### EXERCISE OBJECTIVE
Starting at the line that contains "In the picture above, where can the woman's leg", quote each line exactly through the last line of the entries, both included.

======== GIVEN DATA ========

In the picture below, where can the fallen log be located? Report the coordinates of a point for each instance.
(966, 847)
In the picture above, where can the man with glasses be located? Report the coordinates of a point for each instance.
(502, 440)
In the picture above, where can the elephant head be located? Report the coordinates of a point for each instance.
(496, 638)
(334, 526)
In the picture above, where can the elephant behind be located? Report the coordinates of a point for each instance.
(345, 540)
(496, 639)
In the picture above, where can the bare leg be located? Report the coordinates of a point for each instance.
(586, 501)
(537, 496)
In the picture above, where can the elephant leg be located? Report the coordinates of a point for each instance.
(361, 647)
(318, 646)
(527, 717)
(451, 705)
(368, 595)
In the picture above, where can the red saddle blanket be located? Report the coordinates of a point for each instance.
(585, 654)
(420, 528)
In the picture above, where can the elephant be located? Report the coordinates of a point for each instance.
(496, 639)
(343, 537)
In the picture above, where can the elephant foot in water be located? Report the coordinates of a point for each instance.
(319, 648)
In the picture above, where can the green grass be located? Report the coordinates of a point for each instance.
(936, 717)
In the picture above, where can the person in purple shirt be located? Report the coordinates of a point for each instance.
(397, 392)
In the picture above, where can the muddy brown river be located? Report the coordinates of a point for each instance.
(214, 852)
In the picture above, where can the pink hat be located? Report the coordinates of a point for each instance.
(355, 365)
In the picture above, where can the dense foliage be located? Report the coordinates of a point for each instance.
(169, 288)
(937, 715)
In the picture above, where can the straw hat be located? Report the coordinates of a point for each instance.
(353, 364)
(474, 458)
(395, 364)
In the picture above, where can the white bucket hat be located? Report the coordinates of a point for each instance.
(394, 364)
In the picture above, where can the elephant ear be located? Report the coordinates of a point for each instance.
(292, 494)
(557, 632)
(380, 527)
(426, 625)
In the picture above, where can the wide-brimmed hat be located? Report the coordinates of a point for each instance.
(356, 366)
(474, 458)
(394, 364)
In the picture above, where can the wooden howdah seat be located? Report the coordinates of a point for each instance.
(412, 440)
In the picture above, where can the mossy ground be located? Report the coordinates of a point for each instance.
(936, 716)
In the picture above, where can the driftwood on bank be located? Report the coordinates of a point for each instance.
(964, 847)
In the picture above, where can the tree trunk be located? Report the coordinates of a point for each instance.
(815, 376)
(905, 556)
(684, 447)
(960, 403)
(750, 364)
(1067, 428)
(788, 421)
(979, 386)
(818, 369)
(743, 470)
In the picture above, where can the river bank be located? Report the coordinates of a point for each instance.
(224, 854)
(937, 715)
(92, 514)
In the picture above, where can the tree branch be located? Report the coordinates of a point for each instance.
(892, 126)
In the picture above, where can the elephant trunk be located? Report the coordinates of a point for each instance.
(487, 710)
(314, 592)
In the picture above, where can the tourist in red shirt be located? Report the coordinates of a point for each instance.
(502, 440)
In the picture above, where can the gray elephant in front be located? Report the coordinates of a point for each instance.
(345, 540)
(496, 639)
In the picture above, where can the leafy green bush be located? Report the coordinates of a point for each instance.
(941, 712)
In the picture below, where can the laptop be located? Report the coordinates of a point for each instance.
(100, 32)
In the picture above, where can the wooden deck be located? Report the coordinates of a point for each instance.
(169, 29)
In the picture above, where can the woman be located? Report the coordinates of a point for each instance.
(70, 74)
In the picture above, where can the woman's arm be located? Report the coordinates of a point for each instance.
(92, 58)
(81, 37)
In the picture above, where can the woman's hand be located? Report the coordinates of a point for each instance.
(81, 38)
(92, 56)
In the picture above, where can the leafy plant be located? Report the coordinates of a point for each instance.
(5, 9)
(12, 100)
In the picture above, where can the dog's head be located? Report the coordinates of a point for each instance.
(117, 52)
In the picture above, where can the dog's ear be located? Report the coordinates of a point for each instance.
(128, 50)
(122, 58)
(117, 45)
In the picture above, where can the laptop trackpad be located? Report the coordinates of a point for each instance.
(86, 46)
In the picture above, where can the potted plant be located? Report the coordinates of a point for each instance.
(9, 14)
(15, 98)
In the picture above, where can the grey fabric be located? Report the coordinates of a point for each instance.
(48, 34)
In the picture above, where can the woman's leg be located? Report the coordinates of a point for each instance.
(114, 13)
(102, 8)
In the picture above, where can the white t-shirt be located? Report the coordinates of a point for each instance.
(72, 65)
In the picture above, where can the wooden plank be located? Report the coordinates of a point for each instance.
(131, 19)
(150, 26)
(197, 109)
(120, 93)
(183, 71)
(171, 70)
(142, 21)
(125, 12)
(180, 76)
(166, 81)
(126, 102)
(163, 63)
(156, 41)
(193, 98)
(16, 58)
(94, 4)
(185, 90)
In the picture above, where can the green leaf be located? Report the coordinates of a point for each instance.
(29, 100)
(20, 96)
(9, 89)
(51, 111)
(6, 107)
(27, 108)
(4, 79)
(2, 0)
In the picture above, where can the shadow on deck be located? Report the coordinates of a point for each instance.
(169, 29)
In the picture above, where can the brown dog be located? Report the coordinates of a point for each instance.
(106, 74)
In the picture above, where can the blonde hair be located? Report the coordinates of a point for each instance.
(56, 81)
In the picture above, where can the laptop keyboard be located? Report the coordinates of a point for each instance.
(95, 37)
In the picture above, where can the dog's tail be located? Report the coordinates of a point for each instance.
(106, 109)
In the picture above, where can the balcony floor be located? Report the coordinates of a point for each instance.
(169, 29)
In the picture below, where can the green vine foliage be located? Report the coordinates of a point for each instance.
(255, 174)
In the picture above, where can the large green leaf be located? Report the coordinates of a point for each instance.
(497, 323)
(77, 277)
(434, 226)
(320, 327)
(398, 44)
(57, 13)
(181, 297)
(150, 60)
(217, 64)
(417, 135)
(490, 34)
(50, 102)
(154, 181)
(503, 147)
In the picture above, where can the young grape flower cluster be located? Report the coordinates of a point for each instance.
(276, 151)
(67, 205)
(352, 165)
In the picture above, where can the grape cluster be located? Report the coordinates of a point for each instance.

========

### ANSWER SECTION
In the picture above, where can the woman's leg be located? Report the coordinates of a point for each instance.
(114, 13)
(102, 8)
In the picture above, where can the white t-shirt be located? Report the coordinates of a point for each instance.
(72, 65)
In the picture above, where can the wooden plank be located? Report the coordinates of a point for each instance.
(131, 19)
(150, 26)
(197, 109)
(120, 93)
(183, 71)
(171, 70)
(142, 21)
(125, 12)
(180, 76)
(166, 81)
(126, 102)
(163, 63)
(156, 41)
(193, 98)
(16, 58)
(94, 4)
(185, 90)
In the picture above, where can the green leaf be located? Report the coordinates of a point for each instance.
(29, 100)
(20, 96)
(9, 89)
(51, 111)
(6, 107)
(27, 108)
(4, 79)
(2, 0)
In the picture above, where can the shadow on deck be located? Report the coordinates of a point for each instance.
(169, 29)
In the picture above, where can the brown dog be located? Report the coordinates of a point for each instance.
(106, 74)
In the picture above, where can the blonde hair be located? Report the coordinates of a point for each instance.
(56, 81)
In the picture above, where can the laptop keyboard be located? Report the coordinates of a point for each instance.
(95, 37)
In the picture above, where can the dog's tail be located? Report the coordinates of a point for each instance.
(106, 109)
In the picture above, where can the balcony floor be located? Report the coordinates of a point for each instance.
(169, 29)
In the picture below, where can the green vine foliage be located? Report the coordinates of a point for each instance.
(255, 174)
In the picture above, where can the large green leaf be located? Report the coordinates of a point for each instance.
(497, 323)
(77, 277)
(434, 226)
(320, 327)
(398, 44)
(57, 13)
(181, 297)
(150, 60)
(217, 64)
(417, 135)
(490, 34)
(50, 102)
(154, 181)
(503, 147)
In the picture above, where can the young grape flower cluster be located? Report the coordinates of a point for each instance.
(276, 151)
(67, 205)
(352, 165)
In the picture above, where can the grape cluster be located? Report the coordinates of a point for each instance.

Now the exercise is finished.